— Written exercise —
Duplicate every row below word for word, without changing anything.

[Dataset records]
· · · ·
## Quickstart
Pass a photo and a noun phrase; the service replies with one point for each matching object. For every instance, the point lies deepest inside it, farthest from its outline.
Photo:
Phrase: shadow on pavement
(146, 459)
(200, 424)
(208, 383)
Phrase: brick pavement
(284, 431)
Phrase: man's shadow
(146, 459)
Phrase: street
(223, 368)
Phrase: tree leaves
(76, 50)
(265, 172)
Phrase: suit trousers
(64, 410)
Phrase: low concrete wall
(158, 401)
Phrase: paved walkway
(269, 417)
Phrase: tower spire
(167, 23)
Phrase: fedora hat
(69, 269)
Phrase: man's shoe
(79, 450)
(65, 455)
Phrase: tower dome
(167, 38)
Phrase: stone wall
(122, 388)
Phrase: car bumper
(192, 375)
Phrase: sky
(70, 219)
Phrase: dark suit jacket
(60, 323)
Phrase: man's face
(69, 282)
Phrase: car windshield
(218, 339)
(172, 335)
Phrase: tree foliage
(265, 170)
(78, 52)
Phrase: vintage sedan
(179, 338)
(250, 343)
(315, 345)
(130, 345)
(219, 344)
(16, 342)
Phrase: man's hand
· · · ·
— Output for this exercise —
## Quickstart
Pass a photo and a noun phrase; the service replies with one point for each matching object. For every instance, the point lies deepest inside it, farthest from its outline.
Photo:
Phrase: shadow on pavement
(146, 459)
(200, 424)
(208, 383)
Phrase: brick pavement
(284, 431)
Phrase: man's shadow
(146, 459)
Phrase: street
(223, 368)
Phrase: tree leaves
(76, 50)
(265, 172)
Phrase: suit trousers
(64, 410)
Phrase: low concrete wall
(158, 401)
Phrase: paved walkway
(269, 417)
Phrase: tower spire
(167, 23)
Phrase: fedora hat
(69, 269)
Phrase: man's shoe
(79, 450)
(65, 455)
Phrase: tower dome
(167, 38)
Phrase: stone wall
(122, 388)
Phrase: car bumper
(192, 375)
Phrase: sky
(70, 219)
Phrase: dark suit jacket
(60, 323)
Phrase: man's face
(69, 282)
Phrase: car windshield
(218, 339)
(172, 335)
Phrase: tree foliage
(265, 170)
(78, 52)
Phrase: vintage sedan
(179, 338)
(250, 343)
(315, 345)
(130, 345)
(219, 344)
(16, 342)
Phrase: man's hand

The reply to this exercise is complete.